Note: The interviewee is noted by initials, the interviewer by [Q].

A Story of Letao, the Trickster and What He Did in Kiribiti

[HL] My name is Hersha Laneab I am from Wotje. I work in the Ministry of Education. Thank you for coming to do this interview so we can share the legends.

Now, I will go ahead and tell the story.

In the past, there was a story about the Marshall Islands, namely their sailing vessels. Here in Majuro, there was a chief who owned a canoe that sailed very fast. There was no other canoe so fast as the chief’s canoe. Someone, half person and half animal, figured out that the chief’s canoe was the fastest in Majuro. After he found that it was the fastest, he had an idea. His idea was to make another canoe because he wanted to have a canoe to compete with the chief’s canoe. After some time, he started building his canoe by chopping down an ironwood tree [ironwood trees have very hard, heavy wood].

[Q] Ironwood?

[HL] Yes, ironwood.

[Q] So what is this guy’s name?

[HL] His name is Letao, as I said before.  He has two beings in him—half-real person, and half-[a-ka-k] [unknown being].

He went on to build the canoe. He wanted to see if he could improve the design to be better than the chief’s because he was thinking that the chief would be enchanted by his new canoe. In his mind, he thought that if he built the canoe, the chief would be very attracted to it. So he proceeded to build his canoe, as I said out of ironwood. The whole canoe was made out of ironwood: all of it, the mast, the booms, the outrigger, the hull, everything all of it [normally, canoes are made from breadfruit].  But its sail was made of pandanus leaf like the sail of the chief’s canoe.

Information given —
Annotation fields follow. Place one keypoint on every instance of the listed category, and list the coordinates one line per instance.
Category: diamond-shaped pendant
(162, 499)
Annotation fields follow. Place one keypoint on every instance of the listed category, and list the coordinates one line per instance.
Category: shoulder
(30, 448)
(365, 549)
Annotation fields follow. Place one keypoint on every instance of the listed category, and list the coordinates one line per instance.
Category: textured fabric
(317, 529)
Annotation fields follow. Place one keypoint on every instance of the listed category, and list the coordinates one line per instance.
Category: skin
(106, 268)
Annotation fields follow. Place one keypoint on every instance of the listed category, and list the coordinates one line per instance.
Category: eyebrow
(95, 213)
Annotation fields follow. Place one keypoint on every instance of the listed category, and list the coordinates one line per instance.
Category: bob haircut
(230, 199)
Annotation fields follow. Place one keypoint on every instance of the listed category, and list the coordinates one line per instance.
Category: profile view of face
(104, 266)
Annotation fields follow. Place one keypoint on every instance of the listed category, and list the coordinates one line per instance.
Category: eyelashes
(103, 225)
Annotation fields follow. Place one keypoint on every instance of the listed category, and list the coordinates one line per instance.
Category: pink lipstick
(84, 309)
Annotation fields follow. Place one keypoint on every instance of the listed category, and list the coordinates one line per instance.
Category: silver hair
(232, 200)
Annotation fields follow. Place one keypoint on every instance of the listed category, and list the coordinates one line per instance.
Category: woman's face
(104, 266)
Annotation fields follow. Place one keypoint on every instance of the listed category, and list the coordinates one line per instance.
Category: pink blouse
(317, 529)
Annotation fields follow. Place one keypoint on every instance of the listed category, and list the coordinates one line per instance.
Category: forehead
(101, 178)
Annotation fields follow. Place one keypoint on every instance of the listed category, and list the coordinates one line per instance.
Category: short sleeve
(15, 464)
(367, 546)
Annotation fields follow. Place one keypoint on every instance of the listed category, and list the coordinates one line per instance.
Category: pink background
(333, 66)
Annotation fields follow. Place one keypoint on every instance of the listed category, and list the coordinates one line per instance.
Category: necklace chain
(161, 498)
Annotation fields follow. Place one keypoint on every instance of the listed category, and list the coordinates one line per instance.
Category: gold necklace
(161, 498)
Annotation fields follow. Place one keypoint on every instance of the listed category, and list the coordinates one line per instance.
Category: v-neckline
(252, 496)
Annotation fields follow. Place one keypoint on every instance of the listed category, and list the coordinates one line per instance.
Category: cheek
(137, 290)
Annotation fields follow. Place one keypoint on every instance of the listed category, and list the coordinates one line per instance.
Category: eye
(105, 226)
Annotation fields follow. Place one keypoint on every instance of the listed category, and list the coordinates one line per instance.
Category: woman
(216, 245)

Exercise A — In the Letao story, which parts of Letao's canoe are listed as made out of ironwood?
Exercise B — Write the next part of the interview about Letao and his ironwood canoe, picking up after its final sentence.

Written answer A — The mast, the booms, the outrigger, and the hull.

Written answer B —
So he finished the canoe. He set it on a coral head in Majuro lagoon at Laura. Here the way the coral reef is situated, it forms a secondary lagoon. As I said, when he was done, he took the canoe and placed it there. Sometime later, the chief decided to take his canoe by another route. He told the people to tow it out into the lagoon.  The commoners prepared the chief’s canoe.  Once it was in the water, they notified the chief and he went. The spot where the chief normally sits on the canoe is called the kodo [cloud].
When it was rigged and ready to sail, he took a quick sighting of the Laura shoreline. When he turned his head to the west, he saw a canoe resting on the reef.  He did not know who owned the canoe, but he saw the canoe floating there where Letao had left it.

[Q] So where is the rascal Letao?

[HL] The rascal was in the canoe. As I said when the chief looked west, he saw the canoe and murmured to himself, “Wow, that looks like another [fast] canoe.” But he was impressed mostly because the canoe was very shiny. So shining, it was like glass. It was like when the sun shines on a mirror. The shine caught the chief’s attention, and he whispered to himself, “Wow, who owns that canoe [because he wanted to trade his canoe for this one]?”

First he turned to the East and then turning to the west, he saw the man, but he did not know that his name was Letao.  So, he asked his workers, “Whose canoe is that?”  And his workers replied, “It may belong to that guy who is on the canoe.” And the chief asked again, “Do you think he might be available to have a little chat with me?” The commoners replied, “He should be.” So he sent the workers to get Letao, and the workers said to Letao, “The chief would like to have a few words with you.” Letao asked, “Of whom do you speak?”  The commoners replied, “It is the chief of the atoll.”
[imitating Letao being anxious] “Why would he want to talk to me?”

. . . As we know, in the past when the chief calls for us, our hearts race, they beat out of our chests, but he [Letao] ignored this trepidation and responded to the chief’s call. When he met with the chief, he lowered his head and he said, “Iakwe [hello], my chief.” The chief replied, “Iakwe, young man. Do you happen to know who owns that canoe over there?” Letao smiled and answered, “That canoe belongs to me. How do you like it?” The chief replied, “Boy, that canoe is one of a kind -- I am impressed with its design. Who knows, that canoe may be faster than mine.”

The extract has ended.